MATERIAL TO PROCESS.
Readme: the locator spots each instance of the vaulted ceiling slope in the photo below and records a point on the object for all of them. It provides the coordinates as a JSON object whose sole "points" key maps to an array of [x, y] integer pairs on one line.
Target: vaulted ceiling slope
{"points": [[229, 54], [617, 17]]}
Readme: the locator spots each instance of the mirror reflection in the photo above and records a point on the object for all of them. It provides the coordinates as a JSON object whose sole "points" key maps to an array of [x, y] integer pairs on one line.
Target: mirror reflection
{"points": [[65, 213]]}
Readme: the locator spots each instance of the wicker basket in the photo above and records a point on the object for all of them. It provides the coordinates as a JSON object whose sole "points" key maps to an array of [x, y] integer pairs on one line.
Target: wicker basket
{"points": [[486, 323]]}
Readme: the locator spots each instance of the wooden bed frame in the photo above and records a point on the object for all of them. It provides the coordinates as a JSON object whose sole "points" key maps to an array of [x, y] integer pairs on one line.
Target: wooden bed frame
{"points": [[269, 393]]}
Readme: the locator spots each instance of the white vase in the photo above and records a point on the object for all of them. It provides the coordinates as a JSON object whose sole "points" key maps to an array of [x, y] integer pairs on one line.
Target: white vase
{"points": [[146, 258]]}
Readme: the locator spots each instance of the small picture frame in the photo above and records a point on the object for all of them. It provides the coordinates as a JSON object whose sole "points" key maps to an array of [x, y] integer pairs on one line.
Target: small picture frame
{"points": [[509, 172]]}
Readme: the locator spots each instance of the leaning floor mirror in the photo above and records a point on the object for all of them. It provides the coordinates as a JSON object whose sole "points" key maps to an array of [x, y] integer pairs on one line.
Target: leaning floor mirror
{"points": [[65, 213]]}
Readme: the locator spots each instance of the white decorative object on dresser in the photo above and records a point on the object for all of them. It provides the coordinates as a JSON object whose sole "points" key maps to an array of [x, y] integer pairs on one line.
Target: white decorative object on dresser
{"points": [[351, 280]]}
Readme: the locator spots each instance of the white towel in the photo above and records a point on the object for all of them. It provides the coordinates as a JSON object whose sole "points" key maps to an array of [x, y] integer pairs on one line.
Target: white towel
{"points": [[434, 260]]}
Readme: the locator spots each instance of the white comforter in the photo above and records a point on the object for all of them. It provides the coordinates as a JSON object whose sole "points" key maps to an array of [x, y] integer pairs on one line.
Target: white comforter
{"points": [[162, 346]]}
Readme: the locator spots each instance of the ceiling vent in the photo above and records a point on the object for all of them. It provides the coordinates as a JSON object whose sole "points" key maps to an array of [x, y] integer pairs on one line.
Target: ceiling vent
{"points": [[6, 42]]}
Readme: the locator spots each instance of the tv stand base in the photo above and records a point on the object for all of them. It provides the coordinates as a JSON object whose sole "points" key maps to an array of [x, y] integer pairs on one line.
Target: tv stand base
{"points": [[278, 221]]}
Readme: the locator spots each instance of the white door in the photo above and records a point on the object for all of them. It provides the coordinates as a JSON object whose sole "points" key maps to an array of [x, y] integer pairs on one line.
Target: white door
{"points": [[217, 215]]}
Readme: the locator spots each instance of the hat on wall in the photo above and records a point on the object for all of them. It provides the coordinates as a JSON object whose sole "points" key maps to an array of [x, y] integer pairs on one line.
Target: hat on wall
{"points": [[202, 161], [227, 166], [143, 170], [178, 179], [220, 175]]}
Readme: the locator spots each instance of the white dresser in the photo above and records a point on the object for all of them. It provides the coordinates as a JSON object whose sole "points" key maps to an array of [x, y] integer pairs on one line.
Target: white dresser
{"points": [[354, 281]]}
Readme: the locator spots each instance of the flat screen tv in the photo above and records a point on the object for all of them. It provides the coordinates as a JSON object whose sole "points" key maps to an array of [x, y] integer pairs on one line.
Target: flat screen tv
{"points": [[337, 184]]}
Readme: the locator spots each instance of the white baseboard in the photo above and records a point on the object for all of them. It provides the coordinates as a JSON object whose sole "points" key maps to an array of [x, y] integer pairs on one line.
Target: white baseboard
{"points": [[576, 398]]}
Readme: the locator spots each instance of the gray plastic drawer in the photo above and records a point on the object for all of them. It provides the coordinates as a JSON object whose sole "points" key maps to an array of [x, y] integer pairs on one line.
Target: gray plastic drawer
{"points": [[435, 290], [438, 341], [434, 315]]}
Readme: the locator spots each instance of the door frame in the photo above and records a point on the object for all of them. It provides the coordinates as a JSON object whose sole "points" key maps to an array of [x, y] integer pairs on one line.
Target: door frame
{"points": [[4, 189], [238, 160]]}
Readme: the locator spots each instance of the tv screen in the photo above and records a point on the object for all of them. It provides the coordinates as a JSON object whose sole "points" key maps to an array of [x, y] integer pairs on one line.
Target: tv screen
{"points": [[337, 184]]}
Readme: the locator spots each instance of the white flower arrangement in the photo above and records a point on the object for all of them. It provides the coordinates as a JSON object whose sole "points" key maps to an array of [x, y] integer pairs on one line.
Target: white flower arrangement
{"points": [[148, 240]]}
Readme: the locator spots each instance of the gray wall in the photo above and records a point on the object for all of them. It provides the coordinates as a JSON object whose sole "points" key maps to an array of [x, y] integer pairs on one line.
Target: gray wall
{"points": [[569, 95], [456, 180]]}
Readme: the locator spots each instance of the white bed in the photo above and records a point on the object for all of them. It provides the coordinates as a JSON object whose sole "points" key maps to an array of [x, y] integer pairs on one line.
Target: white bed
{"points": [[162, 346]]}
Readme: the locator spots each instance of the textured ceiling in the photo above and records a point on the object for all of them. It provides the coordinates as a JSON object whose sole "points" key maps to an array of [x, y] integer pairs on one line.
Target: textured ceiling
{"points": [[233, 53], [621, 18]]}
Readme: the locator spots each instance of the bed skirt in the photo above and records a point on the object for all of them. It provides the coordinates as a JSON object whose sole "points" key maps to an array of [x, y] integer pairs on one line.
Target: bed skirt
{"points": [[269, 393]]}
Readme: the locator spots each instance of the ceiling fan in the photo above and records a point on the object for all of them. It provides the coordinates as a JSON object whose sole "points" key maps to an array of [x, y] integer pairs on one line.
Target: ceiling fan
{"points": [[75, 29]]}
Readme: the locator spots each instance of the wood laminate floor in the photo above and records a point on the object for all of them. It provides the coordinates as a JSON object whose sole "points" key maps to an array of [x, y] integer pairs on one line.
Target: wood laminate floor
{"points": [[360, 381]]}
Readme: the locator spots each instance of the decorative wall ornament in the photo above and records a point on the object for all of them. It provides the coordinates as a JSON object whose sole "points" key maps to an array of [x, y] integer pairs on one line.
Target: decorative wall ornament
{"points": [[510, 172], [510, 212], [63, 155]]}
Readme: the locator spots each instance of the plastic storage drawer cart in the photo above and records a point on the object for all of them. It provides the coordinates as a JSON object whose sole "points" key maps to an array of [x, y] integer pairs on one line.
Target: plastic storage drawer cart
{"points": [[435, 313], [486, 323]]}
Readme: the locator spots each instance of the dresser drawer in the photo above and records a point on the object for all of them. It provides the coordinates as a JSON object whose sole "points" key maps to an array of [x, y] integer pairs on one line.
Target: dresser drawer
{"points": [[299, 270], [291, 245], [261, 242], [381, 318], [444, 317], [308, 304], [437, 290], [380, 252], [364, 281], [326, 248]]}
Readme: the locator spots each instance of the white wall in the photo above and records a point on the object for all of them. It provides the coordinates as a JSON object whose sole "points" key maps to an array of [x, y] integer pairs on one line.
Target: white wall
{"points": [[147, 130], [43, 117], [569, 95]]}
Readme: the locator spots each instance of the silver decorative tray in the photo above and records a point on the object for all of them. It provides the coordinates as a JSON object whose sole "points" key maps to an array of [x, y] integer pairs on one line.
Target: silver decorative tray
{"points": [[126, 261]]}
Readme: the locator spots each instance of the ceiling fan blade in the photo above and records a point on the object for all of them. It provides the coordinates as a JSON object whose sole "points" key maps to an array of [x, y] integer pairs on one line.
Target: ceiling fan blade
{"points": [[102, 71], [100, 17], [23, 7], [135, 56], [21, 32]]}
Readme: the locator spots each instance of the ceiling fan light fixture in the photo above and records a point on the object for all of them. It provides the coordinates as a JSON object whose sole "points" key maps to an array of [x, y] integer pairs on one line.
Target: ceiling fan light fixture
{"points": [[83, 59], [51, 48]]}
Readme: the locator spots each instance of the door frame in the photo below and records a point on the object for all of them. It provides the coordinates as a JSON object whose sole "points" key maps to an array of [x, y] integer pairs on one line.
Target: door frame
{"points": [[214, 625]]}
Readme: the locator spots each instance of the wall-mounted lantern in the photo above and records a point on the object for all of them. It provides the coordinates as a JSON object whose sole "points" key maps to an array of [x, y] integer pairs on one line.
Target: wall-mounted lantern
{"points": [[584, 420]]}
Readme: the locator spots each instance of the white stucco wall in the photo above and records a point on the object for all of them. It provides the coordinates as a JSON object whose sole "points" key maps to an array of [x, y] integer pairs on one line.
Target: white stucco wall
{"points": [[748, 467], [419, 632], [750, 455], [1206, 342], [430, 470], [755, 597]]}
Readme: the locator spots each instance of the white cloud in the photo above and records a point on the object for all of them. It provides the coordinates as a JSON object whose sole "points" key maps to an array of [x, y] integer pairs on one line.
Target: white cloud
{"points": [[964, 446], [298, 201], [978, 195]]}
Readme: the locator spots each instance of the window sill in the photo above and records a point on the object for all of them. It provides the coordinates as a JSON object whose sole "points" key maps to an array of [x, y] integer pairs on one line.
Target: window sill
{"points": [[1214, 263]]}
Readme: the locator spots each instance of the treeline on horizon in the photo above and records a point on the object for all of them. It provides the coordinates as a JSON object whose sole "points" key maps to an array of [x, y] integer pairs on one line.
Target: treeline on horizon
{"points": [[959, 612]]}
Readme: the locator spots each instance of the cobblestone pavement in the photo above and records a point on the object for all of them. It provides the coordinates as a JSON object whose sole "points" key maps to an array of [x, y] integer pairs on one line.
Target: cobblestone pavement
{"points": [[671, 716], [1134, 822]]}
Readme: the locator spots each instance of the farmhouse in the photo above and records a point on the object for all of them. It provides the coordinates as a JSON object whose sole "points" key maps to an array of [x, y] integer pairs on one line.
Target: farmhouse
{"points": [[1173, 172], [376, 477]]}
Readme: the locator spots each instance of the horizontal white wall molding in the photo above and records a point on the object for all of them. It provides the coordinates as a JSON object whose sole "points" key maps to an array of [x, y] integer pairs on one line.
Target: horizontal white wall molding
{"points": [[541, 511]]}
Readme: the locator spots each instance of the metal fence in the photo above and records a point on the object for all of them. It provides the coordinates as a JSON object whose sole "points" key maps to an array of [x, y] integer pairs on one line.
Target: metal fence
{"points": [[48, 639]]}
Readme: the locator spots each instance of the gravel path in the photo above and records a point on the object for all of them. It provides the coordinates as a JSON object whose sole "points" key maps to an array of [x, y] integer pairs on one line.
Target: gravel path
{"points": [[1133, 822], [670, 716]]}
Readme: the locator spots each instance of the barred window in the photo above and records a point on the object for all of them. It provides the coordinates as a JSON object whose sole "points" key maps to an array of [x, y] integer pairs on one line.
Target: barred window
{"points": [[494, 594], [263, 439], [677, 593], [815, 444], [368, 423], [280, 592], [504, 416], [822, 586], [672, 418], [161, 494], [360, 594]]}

WORK TO COMPLETE. Copy out the stretch of the listing from the line containing "Readme: the locator spots each instance of the hat" through the line containing "Target: hat on wall", both of those lines included, with every character unchanged.

FINISHED TASK.
Readme: the locator spots each instance of the hat on wall in the photo above and records a point on the object for all of them. It provides the coordinates as a JSON object whose sole "points" key maps to an array of [x, y] integer pairs on one line.
Target: hat on wall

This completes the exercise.